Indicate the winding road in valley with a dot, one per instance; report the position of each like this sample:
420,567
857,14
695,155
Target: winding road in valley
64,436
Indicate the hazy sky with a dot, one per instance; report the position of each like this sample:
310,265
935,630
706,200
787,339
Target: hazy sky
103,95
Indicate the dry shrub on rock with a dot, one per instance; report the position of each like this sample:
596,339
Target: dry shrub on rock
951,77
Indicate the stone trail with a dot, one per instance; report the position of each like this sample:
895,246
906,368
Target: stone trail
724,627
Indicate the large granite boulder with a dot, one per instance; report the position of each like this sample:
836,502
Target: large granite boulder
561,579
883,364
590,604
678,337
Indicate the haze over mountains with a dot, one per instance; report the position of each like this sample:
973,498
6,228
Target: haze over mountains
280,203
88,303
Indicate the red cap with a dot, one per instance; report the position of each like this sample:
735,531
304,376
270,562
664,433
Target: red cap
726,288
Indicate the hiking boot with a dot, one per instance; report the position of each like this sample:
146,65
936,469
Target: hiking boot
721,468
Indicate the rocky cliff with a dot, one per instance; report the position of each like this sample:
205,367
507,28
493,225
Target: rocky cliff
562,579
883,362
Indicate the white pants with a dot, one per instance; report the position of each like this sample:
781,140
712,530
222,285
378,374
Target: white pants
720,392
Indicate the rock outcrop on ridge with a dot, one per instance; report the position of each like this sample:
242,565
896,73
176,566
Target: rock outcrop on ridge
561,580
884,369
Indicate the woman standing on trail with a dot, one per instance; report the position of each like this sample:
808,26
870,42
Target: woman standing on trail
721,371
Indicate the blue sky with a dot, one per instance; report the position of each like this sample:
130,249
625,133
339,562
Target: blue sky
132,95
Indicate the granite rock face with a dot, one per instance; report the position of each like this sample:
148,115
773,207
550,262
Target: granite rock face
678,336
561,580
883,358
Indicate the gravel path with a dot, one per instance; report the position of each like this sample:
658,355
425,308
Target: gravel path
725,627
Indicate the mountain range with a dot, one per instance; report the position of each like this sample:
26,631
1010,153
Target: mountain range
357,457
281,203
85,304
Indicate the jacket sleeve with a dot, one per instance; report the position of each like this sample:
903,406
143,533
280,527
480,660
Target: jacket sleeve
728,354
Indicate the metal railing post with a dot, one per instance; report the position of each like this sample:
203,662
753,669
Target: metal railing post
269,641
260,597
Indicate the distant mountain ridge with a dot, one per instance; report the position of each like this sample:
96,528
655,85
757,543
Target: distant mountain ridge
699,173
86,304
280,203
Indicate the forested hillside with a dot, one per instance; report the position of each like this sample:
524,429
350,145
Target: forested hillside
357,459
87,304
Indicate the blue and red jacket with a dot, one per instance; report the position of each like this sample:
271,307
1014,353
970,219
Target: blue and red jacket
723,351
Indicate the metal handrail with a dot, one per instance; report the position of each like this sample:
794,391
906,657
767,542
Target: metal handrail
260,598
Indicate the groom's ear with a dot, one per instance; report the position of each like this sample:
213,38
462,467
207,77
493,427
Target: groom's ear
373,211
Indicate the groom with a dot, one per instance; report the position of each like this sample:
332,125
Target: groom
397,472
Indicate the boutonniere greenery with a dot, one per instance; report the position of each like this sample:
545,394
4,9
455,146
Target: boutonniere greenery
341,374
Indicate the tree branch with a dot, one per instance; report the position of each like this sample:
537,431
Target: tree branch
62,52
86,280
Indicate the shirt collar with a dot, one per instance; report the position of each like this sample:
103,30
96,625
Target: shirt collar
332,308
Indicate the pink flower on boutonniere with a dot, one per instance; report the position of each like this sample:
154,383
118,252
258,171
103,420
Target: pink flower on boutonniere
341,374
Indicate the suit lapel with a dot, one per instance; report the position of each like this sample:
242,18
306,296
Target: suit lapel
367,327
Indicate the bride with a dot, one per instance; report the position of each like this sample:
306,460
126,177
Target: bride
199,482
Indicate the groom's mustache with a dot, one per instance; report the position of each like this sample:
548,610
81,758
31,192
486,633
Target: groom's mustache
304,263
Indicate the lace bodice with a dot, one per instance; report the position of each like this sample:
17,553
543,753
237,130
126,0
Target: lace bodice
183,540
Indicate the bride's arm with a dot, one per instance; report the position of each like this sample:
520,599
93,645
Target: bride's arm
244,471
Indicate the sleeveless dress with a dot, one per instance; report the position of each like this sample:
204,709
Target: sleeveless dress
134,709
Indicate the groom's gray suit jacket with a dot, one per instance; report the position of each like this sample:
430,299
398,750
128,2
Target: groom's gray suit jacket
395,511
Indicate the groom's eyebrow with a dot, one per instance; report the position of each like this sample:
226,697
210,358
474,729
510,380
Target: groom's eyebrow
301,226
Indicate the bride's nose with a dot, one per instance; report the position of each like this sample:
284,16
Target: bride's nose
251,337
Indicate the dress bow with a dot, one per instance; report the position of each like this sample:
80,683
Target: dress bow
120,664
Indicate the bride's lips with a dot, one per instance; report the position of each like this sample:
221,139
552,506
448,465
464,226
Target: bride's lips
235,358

*****

**TO BE DONE:** Reproduce the listing in full. Keep it exactly as written.

**ANSWER:**
Indicate the winding road in valley with a dot, one per instance; report the position of each like this sample:
420,567
857,14
695,155
Target: winding road in valley
64,436
Indicate the hazy sky with a dot, one per instance; report the position of each like this sample:
310,265
935,630
706,200
787,339
Target: hazy sky
103,95
Indicate the dry shrub on rock with a dot, one per instance; report the position of each like this sample:
596,339
Target: dry shrub on rock
951,77
Indicate the stone trail with a dot, one per instance; report the position of each like this sample:
895,246
906,368
Target: stone trail
724,627
Indicate the large granite boulder with a dot, one per instance; report the position of each like this sample:
836,502
Target: large granite boulder
561,579
883,364
590,604
678,337
Indicate the haze over mountains with a dot, one per instance; report the position of each like this sample:
973,498
6,228
Target: haze over mountains
280,203
88,303
Indicate the red cap with a dot, one per instance; report the position of each like this sample:
735,531
304,376
270,562
664,433
Target: red cap
726,288
Indicate the hiking boot with a dot, one per instance; report the position of each like this sample:
146,65
936,469
Target: hiking boot
721,468
Indicate the rocky cliff with a dot, one per instance; report the position of each like this sample:
205,367
507,28
493,225
Target: rocky cliff
562,579
883,362
Indicate the white pants with a dot, one per instance; report the position of each like this sample:
781,140
712,530
222,285
378,374
Target: white pants
720,392
Indicate the rock outcrop on ridge with a dot, one per instance; report the position of each like this sample:
242,565
896,73
176,566
Target: rock outcrop on ridge
561,580
884,369
Indicate the woman standing on trail with a dot, one per instance; report the position of each like this sample:
808,26
870,42
Target: woman standing on trail
721,371
Indicate the blue sky with a dot, one per instance; report the position of each like this sample:
130,249
625,133
339,562
Target: blue sky
132,95
Indicate the granite rock face with a dot, one per instance; report the position of each like this sample:
148,115
773,207
550,262
Target: granite rock face
678,336
561,580
883,358
Indicate the gravel path with a dot, one per instance; report the position of each like this sample:
658,355
425,308
Target: gravel path
725,627
Indicate the mountain range with a dot, one per instance; report the position of each like this sample:
26,631
1010,153
Target: mountain range
357,457
281,203
85,304
Indicate the jacket sleeve with a dot, one per instance; report the position of each like this sample:
903,406
143,533
280,527
480,660
Target: jacket sleeve
728,354
Indicate the metal railing post with a dot, one per instance; report the position of each like this sample:
203,662
753,669
Target: metal railing post
269,641
260,597
Indicate the distant mountain ridge with a dot, one per instance; report the position of each like this sample:
96,528
655,85
757,543
Target: distant mountain ridge
699,173
86,304
280,203
Indicate the forested hillside with a dot, one per instance; report the position of each like this sample:
524,429
350,145
Target: forested hillside
357,459
87,304
Indicate the blue and red jacket with a dot, one per instance; report the position of each like this sample:
271,307
1014,353
970,219
Target: blue and red jacket
723,351
Indicate the metal handrail with a dot, one per instance; report the position of each like this sample:
794,391
906,657
767,542
Target: metal handrail
260,598
Indicate the groom's ear with a dot, one per instance; report the position of each like this sample:
213,38
462,467
207,77
493,427
Target: groom's ear
373,211
Indicate the groom with a dot, one per instance; report the position of each like this sample:
332,125
Target: groom
397,472
Indicate the boutonniere greenery with a dot, one per instance; report the position of each like this sample:
545,394
4,9
455,146
Target: boutonniere greenery
341,374
Indicate the tree branch with a dot, one per instance; report the position of each like this sample:
537,431
Target: tree branch
62,52
86,280
Indicate the shirt collar with a dot, one per instance; report the position of each like this sample:
103,30
96,625
Target: shirt collar
332,308
Indicate the pink flower on boutonniere with a dot, one per instance; report the position of each like this sample:
154,383
118,252
258,171
103,420
Target: pink flower on boutonniere
341,374
Indicate the suit lapel with a dot, one per instance; report the position of each like this sample:
242,18
306,296
Target: suit lapel
367,327
Indicate the bride with a dot, one per instance; report the position of each like this sample:
306,460
126,177
Target: bride
199,482
Indicate the groom's mustache with a dot, one per instance; report the position of each like this sample:
548,610
81,758
31,192
486,633
Target: groom's mustache
304,263
Indicate the lace bodice with a dot, one per instance; report the position of each like this sample:
17,553
543,753
237,130
126,0
Target: lace bodice
183,540
Indicate the bride's arm with a dot, one per instance; report the position of each like this sample:
520,599
93,645
Target: bride's arm
244,471
Indicate the sleeveless dress with a dot, one per instance; report the position of each like this sample:
204,709
Target: sleeveless dress
134,709
Indicate the groom's gray suit jacket with a dot, one per instance; report the position of each like this sample:
430,299
398,750
128,2
Target: groom's gray suit jacket
395,511
Indicate the groom's eyebrow with a dot, one per instance; report the position of each like this sample:
226,697
210,358
474,729
510,380
Target: groom's eyebrow
301,226
Indicate the bride's nose with a dot, one per instance; report the position of each like this sample:
284,16
Target: bride's nose
251,337
Indicate the dress bow with a dot, one per instance; report the position of each like this sample:
80,683
Target: dress bow
120,664
Indicate the bride's lips with a dot, one per instance; report the position of each like this sample:
221,139
552,506
448,465
464,226
Target: bride's lips
235,358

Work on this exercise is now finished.